Instructions for the task:
Please retype the entries below exactly as they are written.

──────── Exercise inputs ────────

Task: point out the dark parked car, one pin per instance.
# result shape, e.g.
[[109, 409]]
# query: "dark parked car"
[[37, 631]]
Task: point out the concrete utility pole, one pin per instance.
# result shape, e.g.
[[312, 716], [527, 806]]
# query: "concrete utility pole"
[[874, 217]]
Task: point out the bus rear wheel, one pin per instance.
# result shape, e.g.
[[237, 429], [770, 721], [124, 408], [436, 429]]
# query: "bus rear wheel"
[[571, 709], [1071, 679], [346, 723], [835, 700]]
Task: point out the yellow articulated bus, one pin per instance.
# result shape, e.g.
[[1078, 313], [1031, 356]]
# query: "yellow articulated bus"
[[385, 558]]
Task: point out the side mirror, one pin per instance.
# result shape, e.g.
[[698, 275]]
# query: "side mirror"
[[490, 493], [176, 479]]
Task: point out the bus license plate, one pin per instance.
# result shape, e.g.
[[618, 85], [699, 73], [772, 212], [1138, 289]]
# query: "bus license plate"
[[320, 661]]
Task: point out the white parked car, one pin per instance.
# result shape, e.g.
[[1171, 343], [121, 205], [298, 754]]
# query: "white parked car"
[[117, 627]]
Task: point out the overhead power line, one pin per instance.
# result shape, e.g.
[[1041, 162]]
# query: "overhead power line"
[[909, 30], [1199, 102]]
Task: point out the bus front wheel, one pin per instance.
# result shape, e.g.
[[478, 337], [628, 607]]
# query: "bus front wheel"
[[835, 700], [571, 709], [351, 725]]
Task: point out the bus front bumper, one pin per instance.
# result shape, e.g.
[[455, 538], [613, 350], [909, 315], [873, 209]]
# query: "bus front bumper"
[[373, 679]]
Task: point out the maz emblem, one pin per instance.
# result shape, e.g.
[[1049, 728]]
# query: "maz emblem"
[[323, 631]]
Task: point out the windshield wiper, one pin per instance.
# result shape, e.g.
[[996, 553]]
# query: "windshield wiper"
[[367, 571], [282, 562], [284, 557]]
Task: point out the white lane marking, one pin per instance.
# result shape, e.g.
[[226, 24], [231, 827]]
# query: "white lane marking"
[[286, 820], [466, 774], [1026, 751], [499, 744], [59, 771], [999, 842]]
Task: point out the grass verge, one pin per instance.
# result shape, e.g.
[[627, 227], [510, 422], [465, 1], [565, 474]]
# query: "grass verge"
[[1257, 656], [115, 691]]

────────

Task solution:
Task: point out the dark parked car, one pin per instance.
# result shape, e.g.
[[109, 409]]
# query: "dark parked car"
[[37, 631]]
Task: point out the concrete utility pole, one pin per instance.
# result shape, e.g.
[[312, 716], [527, 806]]
# query: "concrete utility pole"
[[874, 217]]
Task: point out the bus rear wheel, one pin per instance.
# result shape, e.g.
[[237, 429], [770, 721], [124, 408], [436, 429]]
# query: "bus rear wheel"
[[571, 709], [1071, 679], [346, 723], [835, 700]]
Task: point out the yellow articulated bus, one pin per instance.
# result shape, e.g.
[[1078, 313], [1031, 356]]
# query: "yellow articulated bus"
[[385, 558]]
Task: point out the side mirror, one pin per instance.
# result shape, e.g.
[[698, 275]]
# query: "side mirror"
[[490, 493], [176, 479]]
Task: point out the bus license plate, one pin per instance.
# result shape, e.g.
[[618, 85], [699, 73], [772, 212], [1138, 289]]
# query: "bus license plate"
[[320, 661]]
Task: point out the white parked car, one pin per instance.
# result shape, e.g.
[[1171, 343], [121, 205], [298, 754]]
# query: "white parked car"
[[117, 627]]
Task: point out the overhead power line, one pin per instance.
# result shape, e.g.
[[1041, 162]]
# query: "overhead power line"
[[909, 30], [1199, 102]]
Task: point out the bus front wheel, one pin per instance.
# result shape, e.g.
[[478, 337], [628, 607]]
# query: "bus front wheel"
[[835, 700], [571, 709], [351, 725]]
Task: point out the bus front bumper, one pin per instance.
# result shape, e.g.
[[455, 538], [613, 350], [909, 315], [873, 209]]
# query: "bus front bumper"
[[373, 679]]
Task: point out the maz emblem, one pin per instance.
# result shape, e.g.
[[1049, 728]]
# query: "maz emblem"
[[323, 631]]
Task: point out the windshield wiper, one pin per instance.
# result shape, e.g.
[[996, 553]]
# query: "windshield wiper"
[[367, 571], [282, 562], [284, 557]]
Task: point out the white lane marking, one pin per instance.
# result shape, e.g.
[[226, 24], [231, 827]]
# query: "white lane marking"
[[286, 820], [466, 774], [1026, 751], [499, 744], [59, 771], [999, 842]]
Task: point out the grass verge, one pin per instance.
# result shape, e.g.
[[627, 227], [510, 422], [465, 1], [565, 474]]
# query: "grass verge"
[[1257, 656], [115, 691]]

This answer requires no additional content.